## WHAT YOU SHOULD DO
Turn every line of the records below into a Markdown table with the columns No. and Line. Number the rows in order and leave out blank lines.

[Rows from a box labeling dataset]
[Start]

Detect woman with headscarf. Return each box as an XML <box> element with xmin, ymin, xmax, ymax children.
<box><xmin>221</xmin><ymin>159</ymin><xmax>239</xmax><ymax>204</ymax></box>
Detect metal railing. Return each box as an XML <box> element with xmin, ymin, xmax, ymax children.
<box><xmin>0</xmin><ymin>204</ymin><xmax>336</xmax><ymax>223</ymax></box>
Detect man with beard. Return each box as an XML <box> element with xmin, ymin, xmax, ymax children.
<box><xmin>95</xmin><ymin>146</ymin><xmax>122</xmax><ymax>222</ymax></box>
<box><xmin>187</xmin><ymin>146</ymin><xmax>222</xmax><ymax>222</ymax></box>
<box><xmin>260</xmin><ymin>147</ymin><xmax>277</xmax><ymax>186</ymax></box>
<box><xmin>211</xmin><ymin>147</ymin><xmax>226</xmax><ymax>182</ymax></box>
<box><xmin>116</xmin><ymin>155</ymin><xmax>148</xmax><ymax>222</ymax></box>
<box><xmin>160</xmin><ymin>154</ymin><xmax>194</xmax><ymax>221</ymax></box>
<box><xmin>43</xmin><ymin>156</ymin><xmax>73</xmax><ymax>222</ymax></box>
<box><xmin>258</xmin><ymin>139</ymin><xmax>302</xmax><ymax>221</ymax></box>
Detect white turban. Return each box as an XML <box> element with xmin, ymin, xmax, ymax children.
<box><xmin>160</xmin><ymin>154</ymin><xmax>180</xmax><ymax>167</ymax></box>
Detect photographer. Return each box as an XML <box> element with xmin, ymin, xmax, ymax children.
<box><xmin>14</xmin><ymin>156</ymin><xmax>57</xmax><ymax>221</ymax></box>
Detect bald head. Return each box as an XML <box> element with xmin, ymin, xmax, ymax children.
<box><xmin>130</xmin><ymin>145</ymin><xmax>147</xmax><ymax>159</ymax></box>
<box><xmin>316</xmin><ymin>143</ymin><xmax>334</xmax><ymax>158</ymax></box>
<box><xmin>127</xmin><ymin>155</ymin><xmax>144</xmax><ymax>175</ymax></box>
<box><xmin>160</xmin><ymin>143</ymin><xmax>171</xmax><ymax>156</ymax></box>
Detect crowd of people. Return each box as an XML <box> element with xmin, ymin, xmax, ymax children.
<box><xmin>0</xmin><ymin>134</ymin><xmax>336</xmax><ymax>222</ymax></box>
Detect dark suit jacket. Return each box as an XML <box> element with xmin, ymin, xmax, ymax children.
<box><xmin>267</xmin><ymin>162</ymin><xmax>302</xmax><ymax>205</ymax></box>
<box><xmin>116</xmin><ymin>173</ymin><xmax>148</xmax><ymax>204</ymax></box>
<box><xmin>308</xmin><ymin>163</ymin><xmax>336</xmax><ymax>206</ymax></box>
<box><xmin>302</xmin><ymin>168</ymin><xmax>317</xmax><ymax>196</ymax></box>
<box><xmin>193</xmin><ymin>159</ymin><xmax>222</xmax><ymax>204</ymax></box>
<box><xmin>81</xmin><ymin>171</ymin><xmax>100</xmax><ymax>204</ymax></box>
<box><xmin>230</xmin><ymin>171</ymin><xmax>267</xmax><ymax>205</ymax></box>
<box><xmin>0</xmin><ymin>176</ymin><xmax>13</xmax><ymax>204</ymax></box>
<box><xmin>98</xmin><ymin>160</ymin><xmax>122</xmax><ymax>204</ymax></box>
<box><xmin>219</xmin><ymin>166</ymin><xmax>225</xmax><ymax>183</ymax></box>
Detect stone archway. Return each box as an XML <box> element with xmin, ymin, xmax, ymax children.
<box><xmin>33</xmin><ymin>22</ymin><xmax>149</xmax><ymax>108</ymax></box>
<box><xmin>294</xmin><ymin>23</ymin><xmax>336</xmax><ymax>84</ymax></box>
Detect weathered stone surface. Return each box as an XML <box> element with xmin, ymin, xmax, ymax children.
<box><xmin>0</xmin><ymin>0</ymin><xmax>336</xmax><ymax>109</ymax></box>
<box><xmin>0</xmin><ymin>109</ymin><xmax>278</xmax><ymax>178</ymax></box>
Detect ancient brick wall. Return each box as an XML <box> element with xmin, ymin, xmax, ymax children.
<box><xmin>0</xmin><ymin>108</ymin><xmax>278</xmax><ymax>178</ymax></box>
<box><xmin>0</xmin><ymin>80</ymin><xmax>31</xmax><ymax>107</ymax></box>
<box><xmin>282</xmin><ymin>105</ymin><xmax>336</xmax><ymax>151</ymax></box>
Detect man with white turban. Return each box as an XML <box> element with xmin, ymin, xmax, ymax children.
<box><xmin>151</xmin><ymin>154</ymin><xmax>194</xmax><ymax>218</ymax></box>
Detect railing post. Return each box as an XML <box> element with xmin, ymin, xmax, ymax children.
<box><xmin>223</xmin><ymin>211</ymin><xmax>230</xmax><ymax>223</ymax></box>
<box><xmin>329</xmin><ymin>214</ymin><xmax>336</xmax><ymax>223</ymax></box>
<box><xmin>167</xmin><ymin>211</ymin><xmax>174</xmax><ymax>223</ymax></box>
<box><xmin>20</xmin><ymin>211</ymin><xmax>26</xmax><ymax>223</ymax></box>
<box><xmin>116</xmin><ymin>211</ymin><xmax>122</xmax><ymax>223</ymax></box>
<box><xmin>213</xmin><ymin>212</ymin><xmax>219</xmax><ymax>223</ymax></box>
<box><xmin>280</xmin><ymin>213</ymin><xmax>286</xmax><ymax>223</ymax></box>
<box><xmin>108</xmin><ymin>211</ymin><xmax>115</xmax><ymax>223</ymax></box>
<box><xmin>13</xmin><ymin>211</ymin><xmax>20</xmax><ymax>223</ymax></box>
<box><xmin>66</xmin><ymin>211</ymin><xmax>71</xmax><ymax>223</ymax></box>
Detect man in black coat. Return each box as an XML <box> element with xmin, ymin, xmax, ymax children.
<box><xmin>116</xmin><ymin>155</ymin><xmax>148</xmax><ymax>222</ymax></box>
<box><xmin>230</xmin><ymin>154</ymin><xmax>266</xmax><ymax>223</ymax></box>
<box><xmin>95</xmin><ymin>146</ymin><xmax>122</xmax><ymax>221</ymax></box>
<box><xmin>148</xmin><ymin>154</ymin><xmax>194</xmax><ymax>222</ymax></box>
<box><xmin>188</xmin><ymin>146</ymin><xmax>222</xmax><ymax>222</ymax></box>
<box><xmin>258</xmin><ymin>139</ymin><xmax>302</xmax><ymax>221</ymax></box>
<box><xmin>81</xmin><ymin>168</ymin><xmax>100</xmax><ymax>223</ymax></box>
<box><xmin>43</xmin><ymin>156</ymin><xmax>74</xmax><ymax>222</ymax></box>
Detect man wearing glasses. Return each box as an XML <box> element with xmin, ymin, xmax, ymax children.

[End]

## SOLUTION
| No. | Line |
|---|---|
| 1 | Detect woman with headscarf. Return each box as an XML <box> element with xmin, ymin, xmax, ymax children. |
| 2 | <box><xmin>221</xmin><ymin>159</ymin><xmax>239</xmax><ymax>204</ymax></box> |
| 3 | Detect metal railing. Return each box as an XML <box> element with xmin, ymin, xmax, ymax children. |
| 4 | <box><xmin>0</xmin><ymin>204</ymin><xmax>336</xmax><ymax>223</ymax></box> |
| 5 | Detect man with beard. Return each box as an XML <box> element with xmin, ymin, xmax, ymax children. |
| 6 | <box><xmin>95</xmin><ymin>146</ymin><xmax>122</xmax><ymax>222</ymax></box> |
| 7 | <box><xmin>187</xmin><ymin>146</ymin><xmax>222</xmax><ymax>222</ymax></box> |
| 8 | <box><xmin>260</xmin><ymin>147</ymin><xmax>277</xmax><ymax>186</ymax></box> |
| 9 | <box><xmin>211</xmin><ymin>147</ymin><xmax>226</xmax><ymax>182</ymax></box> |
| 10 | <box><xmin>116</xmin><ymin>155</ymin><xmax>148</xmax><ymax>222</ymax></box> |
| 11 | <box><xmin>160</xmin><ymin>154</ymin><xmax>194</xmax><ymax>221</ymax></box> |
| 12 | <box><xmin>43</xmin><ymin>156</ymin><xmax>73</xmax><ymax>222</ymax></box> |
| 13 | <box><xmin>258</xmin><ymin>139</ymin><xmax>302</xmax><ymax>221</ymax></box> |
| 14 | Detect white turban. Return each box as an XML <box> element with xmin, ymin, xmax, ymax children. |
| 15 | <box><xmin>160</xmin><ymin>154</ymin><xmax>180</xmax><ymax>167</ymax></box> |
| 16 | Detect photographer. Return each box as an XML <box> element with xmin, ymin, xmax, ymax children. |
| 17 | <box><xmin>14</xmin><ymin>156</ymin><xmax>57</xmax><ymax>221</ymax></box> |
| 18 | Detect bald head. Return each box as an XML <box> element with xmin, ymin, xmax, ymax children. |
| 19 | <box><xmin>130</xmin><ymin>145</ymin><xmax>147</xmax><ymax>159</ymax></box> |
| 20 | <box><xmin>316</xmin><ymin>143</ymin><xmax>334</xmax><ymax>158</ymax></box> |
| 21 | <box><xmin>127</xmin><ymin>155</ymin><xmax>144</xmax><ymax>175</ymax></box> |
| 22 | <box><xmin>160</xmin><ymin>143</ymin><xmax>171</xmax><ymax>156</ymax></box> |
| 23 | Detect crowd of people. Return each box as an XML <box> element with xmin, ymin, xmax, ymax children. |
| 24 | <box><xmin>0</xmin><ymin>134</ymin><xmax>336</xmax><ymax>222</ymax></box> |
| 25 | Detect dark suit jacket. Return each box as an XML <box> element with xmin, ymin, xmax, ymax children. |
| 26 | <box><xmin>267</xmin><ymin>162</ymin><xmax>302</xmax><ymax>205</ymax></box> |
| 27 | <box><xmin>116</xmin><ymin>173</ymin><xmax>148</xmax><ymax>204</ymax></box> |
| 28 | <box><xmin>308</xmin><ymin>163</ymin><xmax>336</xmax><ymax>206</ymax></box> |
| 29 | <box><xmin>302</xmin><ymin>168</ymin><xmax>317</xmax><ymax>196</ymax></box> |
| 30 | <box><xmin>193</xmin><ymin>159</ymin><xmax>222</xmax><ymax>204</ymax></box> |
| 31 | <box><xmin>81</xmin><ymin>171</ymin><xmax>100</xmax><ymax>204</ymax></box> |
| 32 | <box><xmin>230</xmin><ymin>171</ymin><xmax>267</xmax><ymax>205</ymax></box> |
| 33 | <box><xmin>0</xmin><ymin>176</ymin><xmax>13</xmax><ymax>204</ymax></box> |
| 34 | <box><xmin>98</xmin><ymin>160</ymin><xmax>122</xmax><ymax>204</ymax></box> |
| 35 | <box><xmin>219</xmin><ymin>166</ymin><xmax>225</xmax><ymax>183</ymax></box> |
| 36 | Detect stone archway. Return each box as an XML <box> element with xmin, ymin, xmax, ymax children. |
| 37 | <box><xmin>33</xmin><ymin>22</ymin><xmax>149</xmax><ymax>108</ymax></box> |
| 38 | <box><xmin>294</xmin><ymin>23</ymin><xmax>336</xmax><ymax>84</ymax></box> |
| 39 | Detect weathered stone surface. Return each box as an XML <box> element with xmin, ymin, xmax, ymax children. |
| 40 | <box><xmin>0</xmin><ymin>0</ymin><xmax>336</xmax><ymax>109</ymax></box> |
| 41 | <box><xmin>0</xmin><ymin>109</ymin><xmax>278</xmax><ymax>178</ymax></box> |
| 42 | Detect ancient brick wall. Return each box as an XML <box> element with xmin, ymin, xmax, ymax children. |
| 43 | <box><xmin>0</xmin><ymin>108</ymin><xmax>278</xmax><ymax>178</ymax></box> |
| 44 | <box><xmin>0</xmin><ymin>80</ymin><xmax>31</xmax><ymax>107</ymax></box> |
| 45 | <box><xmin>282</xmin><ymin>105</ymin><xmax>336</xmax><ymax>151</ymax></box> |
| 46 | Detect man with white turban. Return each box as an XML <box> element with xmin, ymin, xmax, ymax children. |
| 47 | <box><xmin>151</xmin><ymin>154</ymin><xmax>194</xmax><ymax>218</ymax></box> |
| 48 | Detect railing post. Return each box as an XML <box> element with xmin, ymin, xmax, ymax children. |
| 49 | <box><xmin>223</xmin><ymin>211</ymin><xmax>230</xmax><ymax>223</ymax></box> |
| 50 | <box><xmin>329</xmin><ymin>214</ymin><xmax>336</xmax><ymax>223</ymax></box> |
| 51 | <box><xmin>167</xmin><ymin>211</ymin><xmax>174</xmax><ymax>223</ymax></box> |
| 52 | <box><xmin>20</xmin><ymin>211</ymin><xmax>26</xmax><ymax>223</ymax></box> |
| 53 | <box><xmin>116</xmin><ymin>211</ymin><xmax>122</xmax><ymax>223</ymax></box> |
| 54 | <box><xmin>213</xmin><ymin>212</ymin><xmax>219</xmax><ymax>223</ymax></box> |
| 55 | <box><xmin>280</xmin><ymin>213</ymin><xmax>286</xmax><ymax>223</ymax></box> |
| 56 | <box><xmin>108</xmin><ymin>211</ymin><xmax>115</xmax><ymax>223</ymax></box> |
| 57 | <box><xmin>13</xmin><ymin>211</ymin><xmax>20</xmax><ymax>223</ymax></box> |
| 58 | <box><xmin>66</xmin><ymin>211</ymin><xmax>71</xmax><ymax>223</ymax></box> |
| 59 | Detect man in black coat. Return each box as an XML <box> element with xmin, ymin, xmax, ymax children. |
| 60 | <box><xmin>116</xmin><ymin>155</ymin><xmax>148</xmax><ymax>222</ymax></box> |
| 61 | <box><xmin>230</xmin><ymin>154</ymin><xmax>266</xmax><ymax>223</ymax></box> |
| 62 | <box><xmin>95</xmin><ymin>146</ymin><xmax>122</xmax><ymax>221</ymax></box> |
| 63 | <box><xmin>148</xmin><ymin>154</ymin><xmax>194</xmax><ymax>222</ymax></box> |
| 64 | <box><xmin>188</xmin><ymin>146</ymin><xmax>222</xmax><ymax>222</ymax></box> |
| 65 | <box><xmin>258</xmin><ymin>139</ymin><xmax>302</xmax><ymax>221</ymax></box> |
| 66 | <box><xmin>81</xmin><ymin>168</ymin><xmax>100</xmax><ymax>223</ymax></box> |
| 67 | <box><xmin>43</xmin><ymin>156</ymin><xmax>74</xmax><ymax>222</ymax></box> |
| 68 | Detect man wearing glasses. Return each box as an XML <box> element with xmin, ymin, xmax, ymax children. |